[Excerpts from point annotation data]
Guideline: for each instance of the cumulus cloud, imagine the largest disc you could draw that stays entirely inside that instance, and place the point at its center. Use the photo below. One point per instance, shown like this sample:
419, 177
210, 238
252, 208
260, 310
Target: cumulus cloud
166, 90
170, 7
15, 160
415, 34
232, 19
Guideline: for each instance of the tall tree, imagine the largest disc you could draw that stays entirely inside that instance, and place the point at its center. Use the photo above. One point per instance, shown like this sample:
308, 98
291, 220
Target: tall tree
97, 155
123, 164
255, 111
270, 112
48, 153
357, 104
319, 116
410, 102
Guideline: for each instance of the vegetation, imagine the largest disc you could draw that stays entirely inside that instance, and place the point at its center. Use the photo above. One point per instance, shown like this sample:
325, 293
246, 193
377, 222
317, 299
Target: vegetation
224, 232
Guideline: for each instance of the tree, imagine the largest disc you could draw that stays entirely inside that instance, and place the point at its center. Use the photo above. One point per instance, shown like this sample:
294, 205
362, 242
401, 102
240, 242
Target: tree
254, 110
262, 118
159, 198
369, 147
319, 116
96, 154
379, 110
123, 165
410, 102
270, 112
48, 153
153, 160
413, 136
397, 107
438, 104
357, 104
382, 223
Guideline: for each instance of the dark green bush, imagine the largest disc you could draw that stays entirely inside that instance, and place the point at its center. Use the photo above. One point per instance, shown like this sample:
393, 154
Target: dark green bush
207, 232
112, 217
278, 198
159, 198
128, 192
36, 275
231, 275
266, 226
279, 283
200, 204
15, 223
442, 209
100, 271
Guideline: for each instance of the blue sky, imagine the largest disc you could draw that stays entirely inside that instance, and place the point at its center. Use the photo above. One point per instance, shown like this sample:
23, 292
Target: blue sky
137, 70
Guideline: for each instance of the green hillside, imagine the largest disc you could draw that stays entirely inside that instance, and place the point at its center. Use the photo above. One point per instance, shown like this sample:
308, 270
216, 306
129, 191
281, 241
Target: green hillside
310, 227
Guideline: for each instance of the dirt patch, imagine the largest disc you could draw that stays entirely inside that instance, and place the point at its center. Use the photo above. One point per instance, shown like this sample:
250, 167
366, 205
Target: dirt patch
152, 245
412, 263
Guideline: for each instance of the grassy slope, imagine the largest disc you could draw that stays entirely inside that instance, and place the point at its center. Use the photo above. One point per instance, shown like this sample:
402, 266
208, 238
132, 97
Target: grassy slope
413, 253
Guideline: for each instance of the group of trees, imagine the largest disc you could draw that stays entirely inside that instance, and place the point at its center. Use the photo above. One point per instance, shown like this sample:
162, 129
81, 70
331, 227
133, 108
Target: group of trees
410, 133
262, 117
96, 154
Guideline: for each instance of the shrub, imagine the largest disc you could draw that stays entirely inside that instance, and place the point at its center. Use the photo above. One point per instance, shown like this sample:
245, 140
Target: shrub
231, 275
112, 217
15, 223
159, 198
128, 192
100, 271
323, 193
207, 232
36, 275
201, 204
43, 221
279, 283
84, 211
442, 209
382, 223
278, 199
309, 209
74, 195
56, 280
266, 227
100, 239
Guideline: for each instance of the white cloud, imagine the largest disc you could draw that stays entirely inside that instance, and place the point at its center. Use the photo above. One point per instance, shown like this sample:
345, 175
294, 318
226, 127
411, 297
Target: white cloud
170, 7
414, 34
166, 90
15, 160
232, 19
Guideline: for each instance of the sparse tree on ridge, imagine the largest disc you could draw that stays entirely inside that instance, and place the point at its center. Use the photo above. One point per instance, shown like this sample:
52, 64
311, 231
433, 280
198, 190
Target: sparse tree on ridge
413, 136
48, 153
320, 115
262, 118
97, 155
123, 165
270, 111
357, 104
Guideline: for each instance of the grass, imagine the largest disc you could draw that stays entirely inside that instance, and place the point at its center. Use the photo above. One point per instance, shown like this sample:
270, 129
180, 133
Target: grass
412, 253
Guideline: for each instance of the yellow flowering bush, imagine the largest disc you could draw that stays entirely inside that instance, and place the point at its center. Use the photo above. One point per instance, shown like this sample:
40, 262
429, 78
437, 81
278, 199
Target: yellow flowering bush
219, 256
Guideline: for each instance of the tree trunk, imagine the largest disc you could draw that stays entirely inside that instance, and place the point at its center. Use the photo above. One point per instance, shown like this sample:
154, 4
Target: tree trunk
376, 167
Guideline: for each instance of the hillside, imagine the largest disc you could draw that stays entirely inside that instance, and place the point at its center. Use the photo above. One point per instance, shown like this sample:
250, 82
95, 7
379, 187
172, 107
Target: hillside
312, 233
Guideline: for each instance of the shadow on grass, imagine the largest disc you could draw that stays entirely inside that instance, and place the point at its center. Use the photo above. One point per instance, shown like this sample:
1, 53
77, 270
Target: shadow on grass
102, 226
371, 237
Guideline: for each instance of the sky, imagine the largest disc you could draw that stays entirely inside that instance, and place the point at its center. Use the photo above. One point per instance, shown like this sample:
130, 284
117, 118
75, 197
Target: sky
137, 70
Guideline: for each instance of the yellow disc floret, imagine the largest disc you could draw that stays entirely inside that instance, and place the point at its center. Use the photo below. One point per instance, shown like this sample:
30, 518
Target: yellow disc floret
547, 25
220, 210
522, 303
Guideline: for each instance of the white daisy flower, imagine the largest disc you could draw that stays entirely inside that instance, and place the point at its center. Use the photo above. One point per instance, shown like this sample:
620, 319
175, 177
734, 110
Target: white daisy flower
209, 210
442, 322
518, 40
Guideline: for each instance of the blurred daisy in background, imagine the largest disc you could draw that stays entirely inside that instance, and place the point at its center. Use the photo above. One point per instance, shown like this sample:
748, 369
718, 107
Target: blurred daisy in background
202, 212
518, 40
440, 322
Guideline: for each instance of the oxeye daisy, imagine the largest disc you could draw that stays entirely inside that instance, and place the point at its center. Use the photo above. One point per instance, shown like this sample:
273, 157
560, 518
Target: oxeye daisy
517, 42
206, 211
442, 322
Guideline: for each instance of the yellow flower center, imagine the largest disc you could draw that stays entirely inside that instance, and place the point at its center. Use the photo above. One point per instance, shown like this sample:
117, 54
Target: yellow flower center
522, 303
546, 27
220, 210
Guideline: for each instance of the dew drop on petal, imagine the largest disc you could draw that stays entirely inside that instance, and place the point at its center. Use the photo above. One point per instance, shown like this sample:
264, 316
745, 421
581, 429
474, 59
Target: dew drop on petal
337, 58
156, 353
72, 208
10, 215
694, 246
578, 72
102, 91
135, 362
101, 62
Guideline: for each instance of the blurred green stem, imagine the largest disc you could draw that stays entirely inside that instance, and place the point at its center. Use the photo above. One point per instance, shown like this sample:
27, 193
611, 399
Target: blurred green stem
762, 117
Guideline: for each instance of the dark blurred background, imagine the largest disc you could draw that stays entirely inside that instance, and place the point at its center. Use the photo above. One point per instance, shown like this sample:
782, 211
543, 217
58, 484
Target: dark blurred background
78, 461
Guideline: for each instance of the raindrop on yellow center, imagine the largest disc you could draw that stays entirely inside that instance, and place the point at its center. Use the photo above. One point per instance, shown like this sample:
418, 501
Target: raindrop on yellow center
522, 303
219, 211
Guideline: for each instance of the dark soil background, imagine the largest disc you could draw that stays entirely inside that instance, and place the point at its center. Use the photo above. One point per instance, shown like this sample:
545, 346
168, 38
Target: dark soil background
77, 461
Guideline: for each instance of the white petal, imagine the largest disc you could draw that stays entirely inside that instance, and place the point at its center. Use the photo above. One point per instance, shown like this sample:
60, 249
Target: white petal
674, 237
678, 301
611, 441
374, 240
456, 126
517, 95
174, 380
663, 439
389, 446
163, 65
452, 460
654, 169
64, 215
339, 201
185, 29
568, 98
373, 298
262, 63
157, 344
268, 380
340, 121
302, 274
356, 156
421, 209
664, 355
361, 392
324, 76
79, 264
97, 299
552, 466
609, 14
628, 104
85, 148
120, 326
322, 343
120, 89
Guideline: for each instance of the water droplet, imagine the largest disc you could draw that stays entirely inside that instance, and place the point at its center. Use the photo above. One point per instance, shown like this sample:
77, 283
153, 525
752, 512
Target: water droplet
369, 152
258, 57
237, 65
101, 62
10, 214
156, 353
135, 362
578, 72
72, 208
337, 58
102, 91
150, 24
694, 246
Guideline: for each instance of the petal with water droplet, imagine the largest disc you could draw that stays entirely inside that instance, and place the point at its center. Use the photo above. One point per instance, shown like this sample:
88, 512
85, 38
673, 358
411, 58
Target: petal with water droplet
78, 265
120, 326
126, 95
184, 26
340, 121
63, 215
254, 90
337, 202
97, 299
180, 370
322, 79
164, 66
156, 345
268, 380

» **WORK REQUIRED**:
Everything from the line with "Guideline: for each instance of the dark soil" through the last line of the material above should be echoed exactly, and nothing else.

» **ANSWER BELOW**:
Guideline: for each instance of the dark soil background, imagine the largest disc you could draw that stays entirely inside that instance, and place the point at its center. Use the photo above. One point per instance, shown like this sample:
545, 346
168, 38
Target: dark soil background
77, 461
Guideline: for each instance of the white petal, imagine the largest disc you could draw that stays entirely inside that instance, and place the point at its center. Use the photo above. One point per instance, shown like this sample:
60, 249
Target: white petal
674, 237
678, 301
611, 441
374, 240
456, 126
517, 95
174, 380
663, 439
389, 446
163, 65
452, 460
654, 169
64, 215
339, 201
185, 29
568, 98
373, 298
262, 63
157, 344
268, 380
340, 121
302, 274
356, 156
421, 209
664, 355
361, 392
324, 76
79, 264
97, 299
552, 466
609, 14
628, 104
85, 148
120, 326
322, 343
120, 89
Guideline: for each instance of the water droplet, imagine the largest disc you could draw that stays entirely inside that instance, and place the point at its center. Use the photo above. One point per instance, shown like this sample:
77, 283
153, 525
752, 512
Target: water droplet
369, 152
258, 57
237, 65
101, 62
10, 214
156, 353
135, 362
578, 72
72, 208
337, 58
102, 91
150, 24
694, 246
Guideline: for each instance of the petal with water droplet, imagine the largest disc you could draw that stays entirely inside that instance, and place the point at its center. Use the photo above. One point per instance, shown like this sample:
88, 512
85, 38
673, 358
411, 58
Target: petal with water droplet
78, 265
120, 326
126, 95
184, 26
340, 121
63, 215
254, 90
337, 202
97, 299
180, 370
322, 79
164, 66
156, 345
268, 380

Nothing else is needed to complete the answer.